→ **Work order**
What lines of the data include the string "curved"? Copy them all.

→ **Record set**
%%

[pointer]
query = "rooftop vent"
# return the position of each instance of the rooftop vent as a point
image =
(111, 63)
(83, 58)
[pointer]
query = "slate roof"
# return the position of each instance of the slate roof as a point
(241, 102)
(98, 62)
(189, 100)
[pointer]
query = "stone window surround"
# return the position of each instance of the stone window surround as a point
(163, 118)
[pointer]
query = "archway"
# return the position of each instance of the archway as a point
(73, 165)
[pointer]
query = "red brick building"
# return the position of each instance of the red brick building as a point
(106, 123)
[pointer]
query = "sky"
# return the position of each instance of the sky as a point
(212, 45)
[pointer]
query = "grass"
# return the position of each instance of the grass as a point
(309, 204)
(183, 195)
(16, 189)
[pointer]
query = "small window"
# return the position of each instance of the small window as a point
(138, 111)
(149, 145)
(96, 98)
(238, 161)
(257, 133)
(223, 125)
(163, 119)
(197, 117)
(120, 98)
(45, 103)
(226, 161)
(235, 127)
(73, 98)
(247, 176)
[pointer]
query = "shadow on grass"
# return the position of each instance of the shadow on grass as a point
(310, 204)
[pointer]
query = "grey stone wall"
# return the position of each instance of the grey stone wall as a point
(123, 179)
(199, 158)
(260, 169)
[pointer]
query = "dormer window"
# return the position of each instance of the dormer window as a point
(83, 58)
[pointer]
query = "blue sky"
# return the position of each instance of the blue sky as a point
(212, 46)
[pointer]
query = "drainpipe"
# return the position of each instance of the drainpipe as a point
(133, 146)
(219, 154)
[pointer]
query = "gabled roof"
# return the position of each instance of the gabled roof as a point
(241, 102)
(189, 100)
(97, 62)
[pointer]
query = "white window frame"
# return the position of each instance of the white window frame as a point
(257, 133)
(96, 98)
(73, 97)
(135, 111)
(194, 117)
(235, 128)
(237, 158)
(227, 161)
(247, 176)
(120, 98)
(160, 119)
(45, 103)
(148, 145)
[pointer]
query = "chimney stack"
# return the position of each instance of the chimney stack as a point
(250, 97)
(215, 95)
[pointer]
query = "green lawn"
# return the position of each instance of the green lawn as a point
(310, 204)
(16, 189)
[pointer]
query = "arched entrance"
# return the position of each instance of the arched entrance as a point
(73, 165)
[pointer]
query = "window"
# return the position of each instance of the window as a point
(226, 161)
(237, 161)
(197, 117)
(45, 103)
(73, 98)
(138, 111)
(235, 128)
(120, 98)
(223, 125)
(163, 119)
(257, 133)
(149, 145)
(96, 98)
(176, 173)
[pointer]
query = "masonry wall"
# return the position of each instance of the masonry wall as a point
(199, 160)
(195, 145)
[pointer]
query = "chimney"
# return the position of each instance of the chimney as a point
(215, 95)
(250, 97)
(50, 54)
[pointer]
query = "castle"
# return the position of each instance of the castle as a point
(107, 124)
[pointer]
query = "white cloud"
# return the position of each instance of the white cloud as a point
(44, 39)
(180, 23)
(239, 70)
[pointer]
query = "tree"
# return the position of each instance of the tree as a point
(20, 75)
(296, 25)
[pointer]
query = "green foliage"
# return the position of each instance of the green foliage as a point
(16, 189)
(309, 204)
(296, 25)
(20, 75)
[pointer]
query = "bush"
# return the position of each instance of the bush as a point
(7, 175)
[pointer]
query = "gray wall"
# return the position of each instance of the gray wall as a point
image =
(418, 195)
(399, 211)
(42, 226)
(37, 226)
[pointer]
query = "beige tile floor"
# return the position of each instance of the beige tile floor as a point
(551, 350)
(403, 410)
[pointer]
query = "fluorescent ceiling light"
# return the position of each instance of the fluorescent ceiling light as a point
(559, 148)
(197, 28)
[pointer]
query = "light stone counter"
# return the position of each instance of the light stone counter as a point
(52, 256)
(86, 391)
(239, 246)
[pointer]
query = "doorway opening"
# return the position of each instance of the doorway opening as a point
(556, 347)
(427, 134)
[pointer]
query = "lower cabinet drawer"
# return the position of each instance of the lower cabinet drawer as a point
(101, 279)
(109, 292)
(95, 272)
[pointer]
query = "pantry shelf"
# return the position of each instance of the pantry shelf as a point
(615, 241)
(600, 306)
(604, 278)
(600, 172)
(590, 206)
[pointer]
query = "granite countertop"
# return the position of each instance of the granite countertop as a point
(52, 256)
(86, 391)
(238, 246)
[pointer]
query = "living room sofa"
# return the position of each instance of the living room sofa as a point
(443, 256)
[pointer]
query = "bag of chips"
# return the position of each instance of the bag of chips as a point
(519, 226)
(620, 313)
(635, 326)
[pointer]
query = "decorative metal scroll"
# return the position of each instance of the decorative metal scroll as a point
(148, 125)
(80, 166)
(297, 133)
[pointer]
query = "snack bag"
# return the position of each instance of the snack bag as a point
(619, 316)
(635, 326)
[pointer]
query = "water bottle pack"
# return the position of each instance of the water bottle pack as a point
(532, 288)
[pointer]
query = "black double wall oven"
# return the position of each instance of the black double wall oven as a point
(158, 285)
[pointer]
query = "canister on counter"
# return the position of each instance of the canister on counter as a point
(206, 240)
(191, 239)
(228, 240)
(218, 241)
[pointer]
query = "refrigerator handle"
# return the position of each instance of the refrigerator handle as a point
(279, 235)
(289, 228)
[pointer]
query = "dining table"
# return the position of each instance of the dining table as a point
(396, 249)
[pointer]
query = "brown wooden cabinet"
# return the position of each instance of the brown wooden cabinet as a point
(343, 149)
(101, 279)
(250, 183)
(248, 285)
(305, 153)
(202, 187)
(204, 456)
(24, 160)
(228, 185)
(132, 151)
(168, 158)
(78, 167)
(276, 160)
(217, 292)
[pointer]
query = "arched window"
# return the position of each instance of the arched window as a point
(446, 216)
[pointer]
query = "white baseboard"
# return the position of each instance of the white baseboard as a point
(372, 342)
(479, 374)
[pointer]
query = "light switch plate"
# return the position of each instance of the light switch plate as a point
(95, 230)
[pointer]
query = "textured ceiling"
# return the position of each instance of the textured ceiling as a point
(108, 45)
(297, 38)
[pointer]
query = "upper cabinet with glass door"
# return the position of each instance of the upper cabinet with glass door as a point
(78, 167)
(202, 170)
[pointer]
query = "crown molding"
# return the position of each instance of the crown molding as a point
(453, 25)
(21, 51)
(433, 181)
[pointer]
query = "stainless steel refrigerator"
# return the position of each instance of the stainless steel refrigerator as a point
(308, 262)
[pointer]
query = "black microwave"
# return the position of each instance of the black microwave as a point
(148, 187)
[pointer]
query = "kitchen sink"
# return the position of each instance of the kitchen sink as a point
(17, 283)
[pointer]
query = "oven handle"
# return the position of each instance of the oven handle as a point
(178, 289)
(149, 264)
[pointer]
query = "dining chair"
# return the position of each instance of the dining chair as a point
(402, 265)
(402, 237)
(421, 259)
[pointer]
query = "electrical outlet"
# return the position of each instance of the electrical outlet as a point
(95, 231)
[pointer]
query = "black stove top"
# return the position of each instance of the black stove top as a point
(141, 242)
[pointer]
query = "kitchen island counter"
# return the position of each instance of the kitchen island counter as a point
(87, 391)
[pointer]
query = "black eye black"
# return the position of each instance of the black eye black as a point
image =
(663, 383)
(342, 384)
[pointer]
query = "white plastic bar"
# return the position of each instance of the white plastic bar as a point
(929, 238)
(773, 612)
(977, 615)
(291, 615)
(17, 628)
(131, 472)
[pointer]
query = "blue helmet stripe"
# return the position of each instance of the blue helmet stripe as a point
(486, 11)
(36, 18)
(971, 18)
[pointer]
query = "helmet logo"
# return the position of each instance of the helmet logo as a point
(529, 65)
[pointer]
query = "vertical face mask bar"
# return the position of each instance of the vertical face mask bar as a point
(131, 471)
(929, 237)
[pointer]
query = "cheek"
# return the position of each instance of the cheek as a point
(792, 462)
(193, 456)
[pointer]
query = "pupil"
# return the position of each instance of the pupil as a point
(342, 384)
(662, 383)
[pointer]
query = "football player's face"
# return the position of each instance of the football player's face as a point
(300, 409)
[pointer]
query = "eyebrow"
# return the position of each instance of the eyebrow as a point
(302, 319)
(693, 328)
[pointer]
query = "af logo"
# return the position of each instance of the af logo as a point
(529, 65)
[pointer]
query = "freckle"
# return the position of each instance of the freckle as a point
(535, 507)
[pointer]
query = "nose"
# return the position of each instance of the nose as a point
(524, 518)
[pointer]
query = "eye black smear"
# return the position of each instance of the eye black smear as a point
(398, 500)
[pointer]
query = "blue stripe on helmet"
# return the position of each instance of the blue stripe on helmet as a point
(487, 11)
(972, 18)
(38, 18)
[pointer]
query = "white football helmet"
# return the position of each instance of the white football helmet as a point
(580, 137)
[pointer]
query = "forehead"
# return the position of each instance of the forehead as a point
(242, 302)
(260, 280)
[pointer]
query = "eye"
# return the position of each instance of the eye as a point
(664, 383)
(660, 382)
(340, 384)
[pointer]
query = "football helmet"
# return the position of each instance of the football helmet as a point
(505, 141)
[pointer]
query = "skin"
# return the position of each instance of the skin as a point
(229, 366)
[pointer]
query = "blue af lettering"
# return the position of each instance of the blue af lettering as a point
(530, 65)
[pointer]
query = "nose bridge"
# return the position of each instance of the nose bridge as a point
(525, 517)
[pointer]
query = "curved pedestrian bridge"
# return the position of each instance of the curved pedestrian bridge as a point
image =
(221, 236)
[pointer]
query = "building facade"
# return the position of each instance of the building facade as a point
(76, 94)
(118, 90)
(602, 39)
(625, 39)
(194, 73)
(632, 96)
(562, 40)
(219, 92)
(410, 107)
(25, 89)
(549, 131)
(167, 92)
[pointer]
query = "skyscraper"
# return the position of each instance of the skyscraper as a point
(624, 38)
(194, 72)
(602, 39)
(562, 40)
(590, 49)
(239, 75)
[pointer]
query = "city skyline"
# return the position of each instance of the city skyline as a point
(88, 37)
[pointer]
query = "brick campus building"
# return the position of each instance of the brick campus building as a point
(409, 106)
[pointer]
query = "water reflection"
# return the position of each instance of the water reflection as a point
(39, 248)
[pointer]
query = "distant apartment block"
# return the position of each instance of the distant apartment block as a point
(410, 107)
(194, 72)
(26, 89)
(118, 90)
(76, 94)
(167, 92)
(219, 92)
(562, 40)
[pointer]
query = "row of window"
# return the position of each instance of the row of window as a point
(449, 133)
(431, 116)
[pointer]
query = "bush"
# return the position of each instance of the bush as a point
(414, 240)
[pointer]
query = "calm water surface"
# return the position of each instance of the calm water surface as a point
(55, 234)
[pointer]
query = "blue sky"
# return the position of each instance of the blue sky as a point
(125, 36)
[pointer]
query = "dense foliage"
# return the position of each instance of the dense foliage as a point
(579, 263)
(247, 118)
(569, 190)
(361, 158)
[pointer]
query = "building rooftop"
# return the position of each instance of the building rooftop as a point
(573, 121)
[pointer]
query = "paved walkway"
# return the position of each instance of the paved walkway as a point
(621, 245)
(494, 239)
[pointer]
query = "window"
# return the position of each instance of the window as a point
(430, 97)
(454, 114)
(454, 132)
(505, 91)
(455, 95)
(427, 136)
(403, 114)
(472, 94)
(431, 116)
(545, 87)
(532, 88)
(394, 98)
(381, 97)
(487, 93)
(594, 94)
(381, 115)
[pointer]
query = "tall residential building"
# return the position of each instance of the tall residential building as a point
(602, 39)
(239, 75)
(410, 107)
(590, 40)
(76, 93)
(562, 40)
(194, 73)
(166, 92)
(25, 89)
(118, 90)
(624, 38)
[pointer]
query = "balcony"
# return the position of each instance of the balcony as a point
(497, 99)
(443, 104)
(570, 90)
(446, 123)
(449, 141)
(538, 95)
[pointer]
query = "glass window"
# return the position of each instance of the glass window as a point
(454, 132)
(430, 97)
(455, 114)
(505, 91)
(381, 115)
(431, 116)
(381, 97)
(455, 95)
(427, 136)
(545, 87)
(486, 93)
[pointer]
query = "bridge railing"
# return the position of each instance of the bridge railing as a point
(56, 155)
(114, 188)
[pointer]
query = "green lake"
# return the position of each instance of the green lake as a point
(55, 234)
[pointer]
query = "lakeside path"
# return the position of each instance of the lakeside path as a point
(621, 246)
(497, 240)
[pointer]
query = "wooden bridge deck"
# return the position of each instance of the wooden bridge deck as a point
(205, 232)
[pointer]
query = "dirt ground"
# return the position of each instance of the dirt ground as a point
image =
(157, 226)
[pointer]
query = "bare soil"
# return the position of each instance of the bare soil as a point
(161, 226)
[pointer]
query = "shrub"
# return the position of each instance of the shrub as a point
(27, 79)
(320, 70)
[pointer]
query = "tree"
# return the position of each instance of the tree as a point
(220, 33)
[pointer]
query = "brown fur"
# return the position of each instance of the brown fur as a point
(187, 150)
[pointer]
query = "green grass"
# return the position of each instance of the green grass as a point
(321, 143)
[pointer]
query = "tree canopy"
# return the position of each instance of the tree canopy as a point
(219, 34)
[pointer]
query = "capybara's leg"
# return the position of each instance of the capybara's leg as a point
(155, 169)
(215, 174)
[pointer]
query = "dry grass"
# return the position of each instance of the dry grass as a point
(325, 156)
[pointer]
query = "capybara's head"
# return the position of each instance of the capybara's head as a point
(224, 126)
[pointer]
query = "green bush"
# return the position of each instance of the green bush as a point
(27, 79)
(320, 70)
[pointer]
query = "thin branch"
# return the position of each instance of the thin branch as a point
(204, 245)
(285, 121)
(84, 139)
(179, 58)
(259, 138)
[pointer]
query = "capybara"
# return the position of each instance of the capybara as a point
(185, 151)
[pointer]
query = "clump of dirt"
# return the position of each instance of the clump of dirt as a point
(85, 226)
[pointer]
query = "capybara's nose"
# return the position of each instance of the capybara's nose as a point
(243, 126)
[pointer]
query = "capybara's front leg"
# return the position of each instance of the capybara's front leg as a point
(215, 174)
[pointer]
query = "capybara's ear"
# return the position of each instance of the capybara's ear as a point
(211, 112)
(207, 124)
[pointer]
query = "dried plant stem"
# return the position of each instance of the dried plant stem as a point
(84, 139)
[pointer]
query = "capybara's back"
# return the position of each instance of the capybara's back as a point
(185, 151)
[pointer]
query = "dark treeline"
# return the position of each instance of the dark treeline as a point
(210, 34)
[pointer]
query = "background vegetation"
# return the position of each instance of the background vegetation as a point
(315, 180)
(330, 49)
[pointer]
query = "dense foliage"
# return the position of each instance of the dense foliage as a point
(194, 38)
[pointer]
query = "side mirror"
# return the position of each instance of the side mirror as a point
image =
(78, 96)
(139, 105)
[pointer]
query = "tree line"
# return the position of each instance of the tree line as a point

%%

→ **Result below**
query = "curved pedestrian bridge"
# return the position of each instance of the curved pedestrian bridge as a point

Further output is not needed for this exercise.